Objetivo do exercício
Comece na linha que contém "fin in the photo above." e termine após a linha que contém "(1236, 375)". Reproduza esse trecho trocando "tail fin" por "rudder", sem alterar mais nada.

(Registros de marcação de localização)
•••

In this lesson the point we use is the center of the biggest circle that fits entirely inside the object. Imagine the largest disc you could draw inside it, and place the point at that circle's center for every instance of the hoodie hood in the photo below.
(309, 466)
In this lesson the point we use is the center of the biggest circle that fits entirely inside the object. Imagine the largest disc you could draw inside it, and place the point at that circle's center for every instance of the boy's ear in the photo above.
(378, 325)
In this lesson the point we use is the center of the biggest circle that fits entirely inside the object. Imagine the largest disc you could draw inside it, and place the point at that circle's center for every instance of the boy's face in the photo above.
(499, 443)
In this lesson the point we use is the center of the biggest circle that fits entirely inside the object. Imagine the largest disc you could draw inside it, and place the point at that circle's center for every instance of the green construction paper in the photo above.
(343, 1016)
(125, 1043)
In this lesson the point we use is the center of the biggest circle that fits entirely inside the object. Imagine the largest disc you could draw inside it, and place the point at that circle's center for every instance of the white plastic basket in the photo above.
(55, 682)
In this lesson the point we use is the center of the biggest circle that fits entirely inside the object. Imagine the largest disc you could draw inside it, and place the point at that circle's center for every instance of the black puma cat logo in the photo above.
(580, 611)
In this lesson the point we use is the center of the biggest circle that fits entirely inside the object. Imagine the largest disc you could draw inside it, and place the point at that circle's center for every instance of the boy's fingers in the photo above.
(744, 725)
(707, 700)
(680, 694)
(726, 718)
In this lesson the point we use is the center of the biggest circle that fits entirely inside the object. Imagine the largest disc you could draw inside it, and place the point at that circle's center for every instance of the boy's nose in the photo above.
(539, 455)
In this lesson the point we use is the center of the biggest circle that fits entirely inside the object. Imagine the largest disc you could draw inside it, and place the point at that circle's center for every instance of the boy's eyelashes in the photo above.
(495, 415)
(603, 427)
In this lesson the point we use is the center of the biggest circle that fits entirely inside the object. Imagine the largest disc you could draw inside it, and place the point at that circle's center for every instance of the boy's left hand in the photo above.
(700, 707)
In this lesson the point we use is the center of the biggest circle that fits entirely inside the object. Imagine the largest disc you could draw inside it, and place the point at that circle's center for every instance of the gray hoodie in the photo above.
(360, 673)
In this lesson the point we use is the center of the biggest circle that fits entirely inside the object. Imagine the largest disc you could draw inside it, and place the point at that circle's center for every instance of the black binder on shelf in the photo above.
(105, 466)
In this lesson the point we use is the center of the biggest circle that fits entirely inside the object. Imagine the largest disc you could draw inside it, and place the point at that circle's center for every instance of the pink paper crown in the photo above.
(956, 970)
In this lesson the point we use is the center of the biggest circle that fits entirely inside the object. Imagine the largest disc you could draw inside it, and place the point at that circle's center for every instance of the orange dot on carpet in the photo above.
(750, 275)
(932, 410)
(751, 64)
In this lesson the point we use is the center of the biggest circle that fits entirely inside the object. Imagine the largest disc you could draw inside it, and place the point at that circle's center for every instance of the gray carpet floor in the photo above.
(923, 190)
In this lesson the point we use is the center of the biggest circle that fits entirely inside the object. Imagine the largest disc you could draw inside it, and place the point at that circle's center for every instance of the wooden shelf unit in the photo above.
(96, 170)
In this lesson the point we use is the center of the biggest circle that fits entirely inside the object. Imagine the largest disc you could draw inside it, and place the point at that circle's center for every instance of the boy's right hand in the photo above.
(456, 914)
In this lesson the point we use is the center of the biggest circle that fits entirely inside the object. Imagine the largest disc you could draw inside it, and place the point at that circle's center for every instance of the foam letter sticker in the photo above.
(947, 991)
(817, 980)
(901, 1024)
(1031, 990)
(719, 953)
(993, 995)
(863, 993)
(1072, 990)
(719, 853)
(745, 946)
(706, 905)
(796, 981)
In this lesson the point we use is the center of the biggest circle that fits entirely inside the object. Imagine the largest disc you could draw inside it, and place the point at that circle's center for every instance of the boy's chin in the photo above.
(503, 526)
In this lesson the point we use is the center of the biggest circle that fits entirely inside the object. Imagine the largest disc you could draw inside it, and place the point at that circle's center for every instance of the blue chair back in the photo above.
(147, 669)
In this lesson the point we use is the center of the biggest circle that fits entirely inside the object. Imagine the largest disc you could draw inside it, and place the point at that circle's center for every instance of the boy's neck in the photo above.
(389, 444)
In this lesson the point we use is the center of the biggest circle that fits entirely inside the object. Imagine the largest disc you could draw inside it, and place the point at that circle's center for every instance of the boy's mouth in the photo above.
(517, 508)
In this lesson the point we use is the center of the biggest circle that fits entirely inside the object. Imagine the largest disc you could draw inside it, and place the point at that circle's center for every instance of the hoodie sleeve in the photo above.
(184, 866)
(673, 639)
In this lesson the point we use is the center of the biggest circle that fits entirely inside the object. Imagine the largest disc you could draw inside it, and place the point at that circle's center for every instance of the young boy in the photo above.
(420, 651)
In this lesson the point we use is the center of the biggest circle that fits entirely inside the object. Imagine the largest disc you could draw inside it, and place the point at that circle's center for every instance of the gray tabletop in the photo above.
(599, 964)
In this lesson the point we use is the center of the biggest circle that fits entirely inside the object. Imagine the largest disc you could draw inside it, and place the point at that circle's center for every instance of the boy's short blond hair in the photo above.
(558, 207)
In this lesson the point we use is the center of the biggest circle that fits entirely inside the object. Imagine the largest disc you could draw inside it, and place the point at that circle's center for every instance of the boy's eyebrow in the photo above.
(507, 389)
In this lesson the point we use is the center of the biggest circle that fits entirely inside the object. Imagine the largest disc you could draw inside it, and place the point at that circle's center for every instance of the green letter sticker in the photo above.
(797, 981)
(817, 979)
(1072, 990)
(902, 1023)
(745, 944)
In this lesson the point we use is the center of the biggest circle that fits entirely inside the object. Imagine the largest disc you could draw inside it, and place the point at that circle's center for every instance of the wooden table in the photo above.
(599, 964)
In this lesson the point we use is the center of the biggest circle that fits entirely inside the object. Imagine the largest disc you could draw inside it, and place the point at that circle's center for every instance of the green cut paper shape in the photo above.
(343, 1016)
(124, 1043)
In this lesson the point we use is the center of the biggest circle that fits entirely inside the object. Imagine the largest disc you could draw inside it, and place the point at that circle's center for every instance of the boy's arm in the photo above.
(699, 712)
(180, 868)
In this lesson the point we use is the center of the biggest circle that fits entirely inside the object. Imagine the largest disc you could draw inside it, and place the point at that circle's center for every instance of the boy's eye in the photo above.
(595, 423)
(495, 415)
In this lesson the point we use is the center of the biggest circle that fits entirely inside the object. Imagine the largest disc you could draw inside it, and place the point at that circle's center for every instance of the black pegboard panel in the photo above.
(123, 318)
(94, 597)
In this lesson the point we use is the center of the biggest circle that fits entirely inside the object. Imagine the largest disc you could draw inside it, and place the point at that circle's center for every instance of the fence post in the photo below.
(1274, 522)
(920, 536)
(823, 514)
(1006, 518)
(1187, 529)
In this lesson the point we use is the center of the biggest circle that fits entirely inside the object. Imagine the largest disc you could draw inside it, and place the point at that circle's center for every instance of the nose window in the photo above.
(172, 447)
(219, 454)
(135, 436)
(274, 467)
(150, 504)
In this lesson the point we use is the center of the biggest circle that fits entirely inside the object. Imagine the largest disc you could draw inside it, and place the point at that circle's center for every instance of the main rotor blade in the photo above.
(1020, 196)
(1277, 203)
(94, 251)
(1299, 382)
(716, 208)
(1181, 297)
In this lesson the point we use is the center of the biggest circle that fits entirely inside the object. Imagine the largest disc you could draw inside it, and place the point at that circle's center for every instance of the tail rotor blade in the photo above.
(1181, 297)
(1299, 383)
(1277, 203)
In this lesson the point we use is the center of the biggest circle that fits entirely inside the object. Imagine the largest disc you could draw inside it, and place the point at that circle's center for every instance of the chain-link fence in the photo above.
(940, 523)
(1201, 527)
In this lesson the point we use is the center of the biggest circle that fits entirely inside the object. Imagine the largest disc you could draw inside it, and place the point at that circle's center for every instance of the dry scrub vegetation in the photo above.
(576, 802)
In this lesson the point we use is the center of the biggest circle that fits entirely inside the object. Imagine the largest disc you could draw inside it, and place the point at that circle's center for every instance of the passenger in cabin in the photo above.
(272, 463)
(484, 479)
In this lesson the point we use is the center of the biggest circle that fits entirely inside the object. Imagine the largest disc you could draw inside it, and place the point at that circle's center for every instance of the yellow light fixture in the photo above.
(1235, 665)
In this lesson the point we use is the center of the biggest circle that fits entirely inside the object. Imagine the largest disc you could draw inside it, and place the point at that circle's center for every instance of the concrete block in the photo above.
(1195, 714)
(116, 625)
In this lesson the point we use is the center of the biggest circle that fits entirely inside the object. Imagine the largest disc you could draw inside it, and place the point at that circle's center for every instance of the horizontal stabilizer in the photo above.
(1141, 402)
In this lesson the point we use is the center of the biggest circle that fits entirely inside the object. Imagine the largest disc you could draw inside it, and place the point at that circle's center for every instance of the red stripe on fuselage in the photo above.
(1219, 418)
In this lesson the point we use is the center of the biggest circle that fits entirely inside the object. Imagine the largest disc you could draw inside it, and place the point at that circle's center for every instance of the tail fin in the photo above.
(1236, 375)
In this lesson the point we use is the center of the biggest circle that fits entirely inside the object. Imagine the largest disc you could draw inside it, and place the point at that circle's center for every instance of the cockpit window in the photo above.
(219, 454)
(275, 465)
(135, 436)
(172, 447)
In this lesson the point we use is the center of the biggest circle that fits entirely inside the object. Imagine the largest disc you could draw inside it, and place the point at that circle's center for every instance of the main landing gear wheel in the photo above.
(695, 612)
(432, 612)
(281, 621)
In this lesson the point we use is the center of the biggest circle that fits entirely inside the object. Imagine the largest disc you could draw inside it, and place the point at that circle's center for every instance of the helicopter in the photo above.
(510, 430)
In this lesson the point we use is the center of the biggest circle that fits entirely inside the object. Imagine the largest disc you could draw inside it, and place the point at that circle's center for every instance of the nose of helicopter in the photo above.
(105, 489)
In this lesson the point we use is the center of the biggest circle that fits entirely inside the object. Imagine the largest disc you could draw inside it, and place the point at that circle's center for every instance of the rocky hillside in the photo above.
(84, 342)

•••

Resposta ao exercício
In this lesson the point we use is the center of the biggest circle that fits entirely inside the object. Imagine the largest disc you could draw inside it, and place the point at that circle's center for every instance of the rudder in the photo above.
(1236, 375)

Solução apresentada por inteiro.